## PAGE EXTRACT
# Hydrometer does not float.



## jamesngalveston (Apr 27, 2013)

Im making a 1 gallon batch of blackberry wine..My first try.
I followed a recipe to the letter but i used pure juice instead of 4.5 lbs of bulk berries i used 72 ounces of juice.
Today is the first day after adding the yeast.
My hydrometer will not float in the juice.
It floats in water and in sugar water .


----------



## cmason1957 (Apr 27, 2013)

I am guessing it isn't floating because you just dumped the berries into the juice and now everything is to lumpy. You can try pouring some of your must through cheesecloth. You probably always want to contain the fit in something, like a fermenting bag, pantihose or paint straining bag.


----------



## jamesngalveston (Apr 27, 2013)

I used no berries, just the juice from them, I did not want all the seeds.
I read somewhere that the seeds could make your wine a little acidic.


----------



## ibglowin (Apr 27, 2013)

Do you have enough volume for it to sink and level out or does it sink to the bottom of your one gallon jug of sorts? You may need to use a graduated cylinder to give it more height. Normally that is really only needed for a finished wine as the SG is so low. With a pre fermentation must is should bob up pretty high unless your must is just not mixed quite right (enough sugar).


----------



## jamesngalveston (Apr 27, 2013)

i used 72 ounces of juice, and 2 1/2 lbs of sugar.
recipe called for 4 1/2 lbs of berries and 2 lbs of sugar.
4 1/2 lbs of berries = 72 I hope. 
I increased the sugar, why I have no Idea, just felt good..I quess


----------



## Julie (Apr 27, 2013)

jamesngalveston said:


> i used 72 ounces of juice, and 2 1/2 lbs of sugar.
> recipe called for 4 1/2 lbs of berries and 2 lbs of sugar.
> 4 1/2 lbs of berries = 72 I hope.
> I increased the sugar, why I have no Idea, just felt good..I quess


 

You should never just blindly add sugar, you add the amount you need to bring your must to a specific gravity reading. For blackberry between 1.080 and 1.090.

I agree with Mike, I think your jug is not deep enough for your hydrometer, get a cylinder that is taller than your hydrometer.

## PROBLEM 1
Copy out part of the hydrometer thread. Begin at the words "## cmason1957 (Apr" and stop after "all the seeds.".
## PROBLEM 2
Rewrite the paragraph of the hydrometer thread that opens with "Do you have enough volume" as a short bulleted list that keeps its main facts.
## PROBLEM 3
Summarize the hydrometer thread in two sentences.

(Object location annotation data)
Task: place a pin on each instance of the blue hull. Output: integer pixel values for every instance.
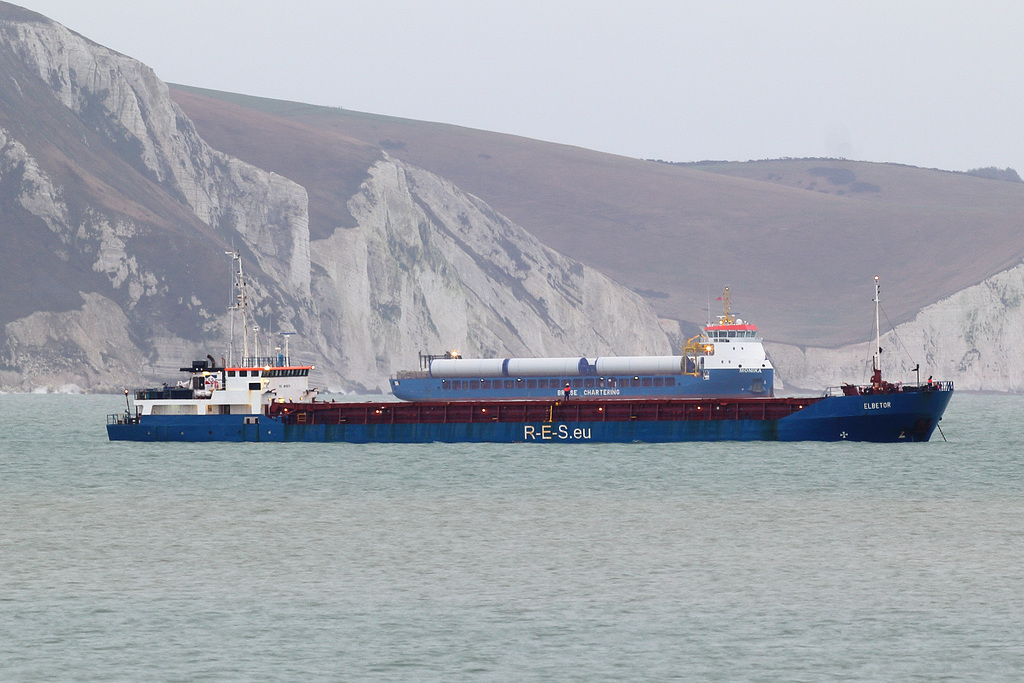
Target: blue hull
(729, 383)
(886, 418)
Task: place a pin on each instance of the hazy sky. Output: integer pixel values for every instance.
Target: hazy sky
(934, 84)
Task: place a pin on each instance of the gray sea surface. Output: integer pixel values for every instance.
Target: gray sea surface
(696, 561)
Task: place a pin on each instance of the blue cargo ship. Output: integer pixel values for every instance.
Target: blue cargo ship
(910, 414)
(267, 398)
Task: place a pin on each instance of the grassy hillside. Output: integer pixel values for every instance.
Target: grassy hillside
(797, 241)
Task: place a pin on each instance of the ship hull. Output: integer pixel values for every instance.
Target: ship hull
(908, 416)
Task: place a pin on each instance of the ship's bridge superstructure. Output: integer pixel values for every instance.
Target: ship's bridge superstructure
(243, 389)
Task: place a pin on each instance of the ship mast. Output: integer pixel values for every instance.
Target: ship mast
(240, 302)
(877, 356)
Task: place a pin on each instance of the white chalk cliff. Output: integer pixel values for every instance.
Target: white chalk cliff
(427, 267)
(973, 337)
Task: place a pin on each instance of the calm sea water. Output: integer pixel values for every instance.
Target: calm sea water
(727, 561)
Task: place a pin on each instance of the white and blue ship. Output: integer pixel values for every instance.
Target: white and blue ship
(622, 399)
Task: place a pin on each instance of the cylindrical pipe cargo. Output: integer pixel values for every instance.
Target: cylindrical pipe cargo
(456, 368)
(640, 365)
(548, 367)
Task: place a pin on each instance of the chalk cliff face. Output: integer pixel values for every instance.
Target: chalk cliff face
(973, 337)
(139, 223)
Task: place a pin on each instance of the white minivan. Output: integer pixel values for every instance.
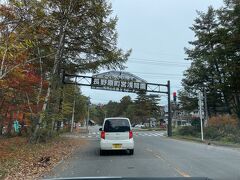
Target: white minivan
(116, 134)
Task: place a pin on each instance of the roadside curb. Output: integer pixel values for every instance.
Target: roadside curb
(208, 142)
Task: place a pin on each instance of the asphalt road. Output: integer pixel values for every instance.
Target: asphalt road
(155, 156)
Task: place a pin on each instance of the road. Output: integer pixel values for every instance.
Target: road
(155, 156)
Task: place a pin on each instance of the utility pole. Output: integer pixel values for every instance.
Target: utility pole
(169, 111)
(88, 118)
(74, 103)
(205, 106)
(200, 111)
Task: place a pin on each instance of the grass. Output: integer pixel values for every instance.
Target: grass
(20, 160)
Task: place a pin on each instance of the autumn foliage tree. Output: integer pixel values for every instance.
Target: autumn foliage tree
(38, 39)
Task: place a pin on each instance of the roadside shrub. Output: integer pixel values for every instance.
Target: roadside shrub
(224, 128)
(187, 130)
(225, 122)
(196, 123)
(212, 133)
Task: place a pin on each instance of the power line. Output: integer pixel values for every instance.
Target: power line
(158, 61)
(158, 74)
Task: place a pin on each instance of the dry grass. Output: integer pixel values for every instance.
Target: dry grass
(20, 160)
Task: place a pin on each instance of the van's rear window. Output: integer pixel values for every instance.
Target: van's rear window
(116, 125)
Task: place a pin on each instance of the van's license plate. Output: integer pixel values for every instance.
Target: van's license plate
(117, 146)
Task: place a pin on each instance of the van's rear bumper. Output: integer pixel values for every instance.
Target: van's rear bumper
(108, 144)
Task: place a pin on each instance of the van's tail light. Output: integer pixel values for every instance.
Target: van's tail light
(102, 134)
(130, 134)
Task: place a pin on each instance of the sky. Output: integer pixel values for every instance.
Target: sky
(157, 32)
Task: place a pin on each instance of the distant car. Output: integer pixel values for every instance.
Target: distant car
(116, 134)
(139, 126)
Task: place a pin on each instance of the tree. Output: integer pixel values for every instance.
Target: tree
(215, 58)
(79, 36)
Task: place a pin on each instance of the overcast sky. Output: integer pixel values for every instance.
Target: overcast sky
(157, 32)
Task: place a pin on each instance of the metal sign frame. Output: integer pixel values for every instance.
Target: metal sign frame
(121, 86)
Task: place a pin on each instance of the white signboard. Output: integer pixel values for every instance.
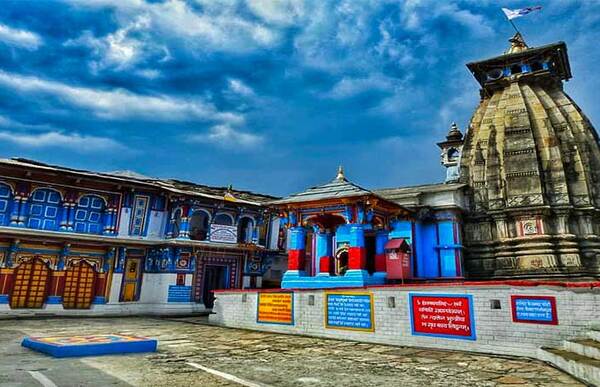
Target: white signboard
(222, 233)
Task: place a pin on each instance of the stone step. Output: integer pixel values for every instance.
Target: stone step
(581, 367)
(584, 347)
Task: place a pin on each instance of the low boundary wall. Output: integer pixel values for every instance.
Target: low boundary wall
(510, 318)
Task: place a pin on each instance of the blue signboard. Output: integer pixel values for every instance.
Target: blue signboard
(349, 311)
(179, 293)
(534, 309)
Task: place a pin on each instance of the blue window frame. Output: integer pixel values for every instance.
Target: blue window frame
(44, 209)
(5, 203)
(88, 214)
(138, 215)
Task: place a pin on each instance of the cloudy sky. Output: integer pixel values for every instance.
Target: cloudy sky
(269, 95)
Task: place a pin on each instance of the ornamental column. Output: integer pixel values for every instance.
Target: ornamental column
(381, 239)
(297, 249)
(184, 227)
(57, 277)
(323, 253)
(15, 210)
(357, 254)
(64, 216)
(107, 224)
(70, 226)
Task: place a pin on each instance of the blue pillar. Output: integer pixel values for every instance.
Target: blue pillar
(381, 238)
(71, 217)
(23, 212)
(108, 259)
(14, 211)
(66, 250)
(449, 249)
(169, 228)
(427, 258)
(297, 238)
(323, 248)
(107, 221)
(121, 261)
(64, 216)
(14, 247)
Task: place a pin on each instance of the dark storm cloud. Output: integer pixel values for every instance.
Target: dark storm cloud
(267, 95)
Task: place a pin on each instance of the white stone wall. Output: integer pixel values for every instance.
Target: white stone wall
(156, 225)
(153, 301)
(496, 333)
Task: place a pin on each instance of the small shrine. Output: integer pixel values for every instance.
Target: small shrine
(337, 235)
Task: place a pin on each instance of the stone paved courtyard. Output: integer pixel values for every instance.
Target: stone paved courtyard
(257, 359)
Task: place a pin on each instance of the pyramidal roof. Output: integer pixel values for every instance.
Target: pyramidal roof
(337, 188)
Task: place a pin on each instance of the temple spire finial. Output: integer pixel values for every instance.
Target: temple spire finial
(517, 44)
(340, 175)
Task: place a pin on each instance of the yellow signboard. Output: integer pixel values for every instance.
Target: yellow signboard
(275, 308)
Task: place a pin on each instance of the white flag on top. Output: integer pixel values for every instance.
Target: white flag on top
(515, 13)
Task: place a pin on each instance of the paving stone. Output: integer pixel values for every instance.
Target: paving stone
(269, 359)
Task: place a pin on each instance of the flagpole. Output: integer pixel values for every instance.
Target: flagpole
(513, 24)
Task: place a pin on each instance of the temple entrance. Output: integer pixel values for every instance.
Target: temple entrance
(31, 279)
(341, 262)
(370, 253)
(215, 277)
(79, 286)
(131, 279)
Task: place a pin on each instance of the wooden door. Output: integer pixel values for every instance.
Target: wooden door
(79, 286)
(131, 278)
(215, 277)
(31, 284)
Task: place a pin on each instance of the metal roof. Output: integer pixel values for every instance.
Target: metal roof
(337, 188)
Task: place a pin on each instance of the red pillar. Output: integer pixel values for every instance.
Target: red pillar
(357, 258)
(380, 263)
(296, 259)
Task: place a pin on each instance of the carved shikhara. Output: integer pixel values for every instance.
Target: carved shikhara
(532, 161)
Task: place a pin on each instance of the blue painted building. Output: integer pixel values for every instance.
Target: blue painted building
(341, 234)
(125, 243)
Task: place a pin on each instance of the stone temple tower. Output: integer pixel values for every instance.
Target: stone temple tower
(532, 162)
...
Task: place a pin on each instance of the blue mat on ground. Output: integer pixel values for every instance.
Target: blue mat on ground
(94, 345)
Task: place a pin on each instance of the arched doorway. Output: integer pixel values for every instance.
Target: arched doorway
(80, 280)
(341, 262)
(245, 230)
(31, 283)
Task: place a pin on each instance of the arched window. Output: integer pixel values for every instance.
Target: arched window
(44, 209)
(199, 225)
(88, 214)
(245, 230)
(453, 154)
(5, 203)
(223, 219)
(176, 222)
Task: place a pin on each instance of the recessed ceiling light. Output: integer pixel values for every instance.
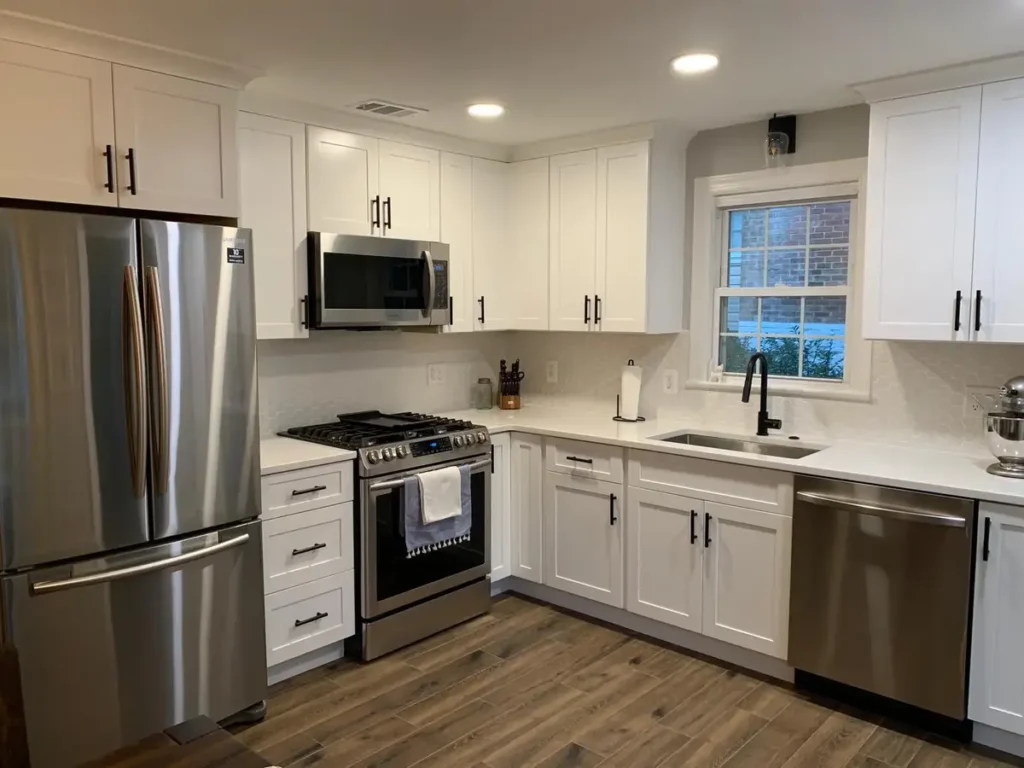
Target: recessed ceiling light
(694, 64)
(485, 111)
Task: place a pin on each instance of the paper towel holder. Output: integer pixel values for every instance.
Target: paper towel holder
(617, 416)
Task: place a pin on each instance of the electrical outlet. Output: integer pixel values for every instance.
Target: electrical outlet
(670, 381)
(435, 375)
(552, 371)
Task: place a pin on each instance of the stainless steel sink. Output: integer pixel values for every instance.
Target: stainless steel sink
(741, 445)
--
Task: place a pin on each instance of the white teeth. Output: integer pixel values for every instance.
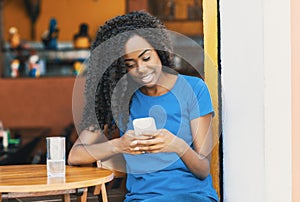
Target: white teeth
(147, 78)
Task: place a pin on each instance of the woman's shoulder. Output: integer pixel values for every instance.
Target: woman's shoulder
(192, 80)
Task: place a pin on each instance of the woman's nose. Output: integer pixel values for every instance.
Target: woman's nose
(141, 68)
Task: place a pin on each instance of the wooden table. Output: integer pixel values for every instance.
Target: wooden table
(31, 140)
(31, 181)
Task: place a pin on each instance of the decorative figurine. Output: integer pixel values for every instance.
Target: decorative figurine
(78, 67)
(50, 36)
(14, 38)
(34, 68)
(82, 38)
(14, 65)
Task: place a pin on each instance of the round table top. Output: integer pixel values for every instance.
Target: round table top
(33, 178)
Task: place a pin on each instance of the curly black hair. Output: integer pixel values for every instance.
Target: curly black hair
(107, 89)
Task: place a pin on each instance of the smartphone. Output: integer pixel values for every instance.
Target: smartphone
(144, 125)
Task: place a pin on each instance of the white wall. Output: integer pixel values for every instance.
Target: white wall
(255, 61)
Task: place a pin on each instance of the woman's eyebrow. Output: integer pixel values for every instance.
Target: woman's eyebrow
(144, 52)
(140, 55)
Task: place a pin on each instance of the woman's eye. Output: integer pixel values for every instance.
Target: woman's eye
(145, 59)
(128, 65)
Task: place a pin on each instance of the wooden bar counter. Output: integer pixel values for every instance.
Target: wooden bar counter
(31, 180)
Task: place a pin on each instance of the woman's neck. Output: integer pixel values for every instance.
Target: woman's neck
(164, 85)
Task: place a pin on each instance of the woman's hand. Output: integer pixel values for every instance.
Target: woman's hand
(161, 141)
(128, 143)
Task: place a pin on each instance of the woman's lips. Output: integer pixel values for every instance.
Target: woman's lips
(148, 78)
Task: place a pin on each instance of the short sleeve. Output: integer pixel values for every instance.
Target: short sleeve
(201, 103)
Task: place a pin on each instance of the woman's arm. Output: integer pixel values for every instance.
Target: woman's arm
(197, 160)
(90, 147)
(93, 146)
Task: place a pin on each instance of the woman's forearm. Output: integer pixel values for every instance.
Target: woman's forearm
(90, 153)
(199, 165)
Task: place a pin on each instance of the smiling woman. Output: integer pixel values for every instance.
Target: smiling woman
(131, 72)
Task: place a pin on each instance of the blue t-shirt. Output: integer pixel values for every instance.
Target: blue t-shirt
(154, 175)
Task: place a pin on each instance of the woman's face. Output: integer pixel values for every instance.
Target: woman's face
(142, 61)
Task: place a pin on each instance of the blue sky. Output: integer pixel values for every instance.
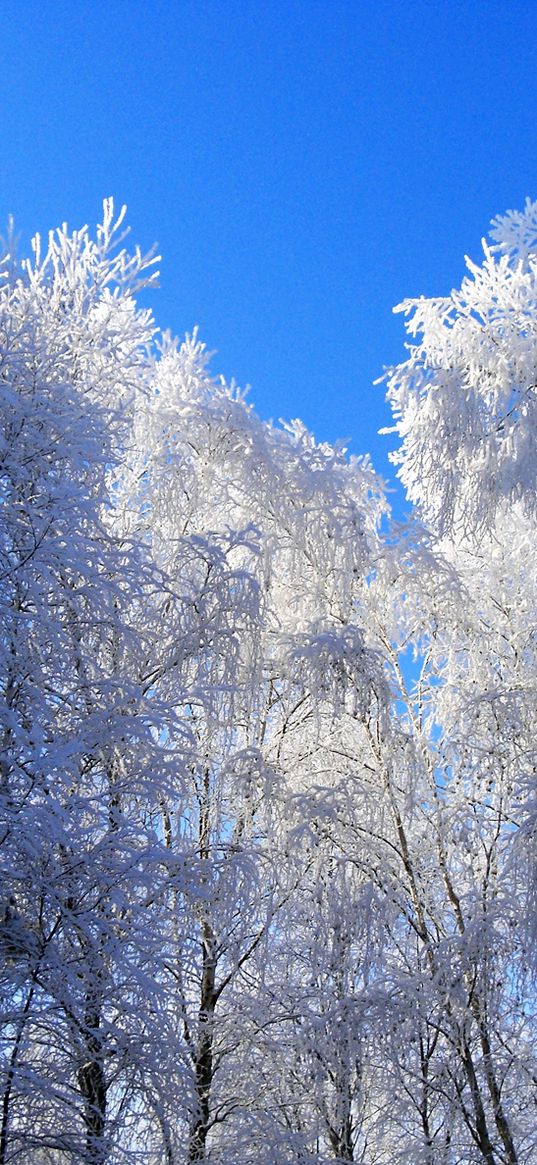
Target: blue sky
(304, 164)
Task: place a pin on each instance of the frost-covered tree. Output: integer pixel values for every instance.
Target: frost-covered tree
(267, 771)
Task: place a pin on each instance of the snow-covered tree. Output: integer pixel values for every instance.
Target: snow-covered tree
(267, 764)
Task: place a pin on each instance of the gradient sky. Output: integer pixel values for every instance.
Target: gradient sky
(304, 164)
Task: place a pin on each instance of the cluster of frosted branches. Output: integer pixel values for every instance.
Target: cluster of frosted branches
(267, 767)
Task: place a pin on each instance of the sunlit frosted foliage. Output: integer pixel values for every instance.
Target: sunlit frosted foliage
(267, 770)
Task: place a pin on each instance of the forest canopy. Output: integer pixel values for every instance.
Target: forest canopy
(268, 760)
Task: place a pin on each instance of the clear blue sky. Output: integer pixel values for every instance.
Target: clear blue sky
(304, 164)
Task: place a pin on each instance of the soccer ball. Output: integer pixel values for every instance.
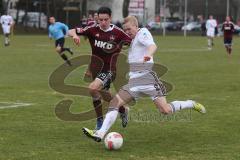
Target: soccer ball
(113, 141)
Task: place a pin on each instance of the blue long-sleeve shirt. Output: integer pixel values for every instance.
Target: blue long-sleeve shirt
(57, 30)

## EXERCISE RESULT 1
## cmason1957 (Apr 27, 2013)

I am guessing it isn't floating because you just dumped the berries into the juice and now everything is to lumpy. You can try pouring some of your must through cheesecloth. You probably always want to contain the fit in something, like a fermenting bag, pantihose or paint straining bag.


----------



## jamesngalveston (Apr 27, 2013)

I used no berries, just the juice from them, I did not want all the seeds.

## EXERCISE RESULT 2
- Check whether there is enough liquid for the hydrometer to sink and level out, or whether it sinks to the bottom of the one-gallon jug.
- A graduated cylinder may be needed to give it more height.
- That is normally needed only for a finished wine, since its SG is so low.
- In a pre-fermentation must, the hydrometer should bob up high unless the must is not mixed right (not enough sugar).

## EXERCISE RESULT 3
A first-time maker of a one-gallon batch of blackberry wine used 72 ounces of juice in place of berries and found that the hydrometer would not float in the juice, though it floated in water and sugar water. Replies suggest the jug may not be deep enough and a cylinder taller than the hydrometer is needed, and one reply also advises adding sugar only to reach a target specific gravity, between 1.080 and 1.090 for blackberry.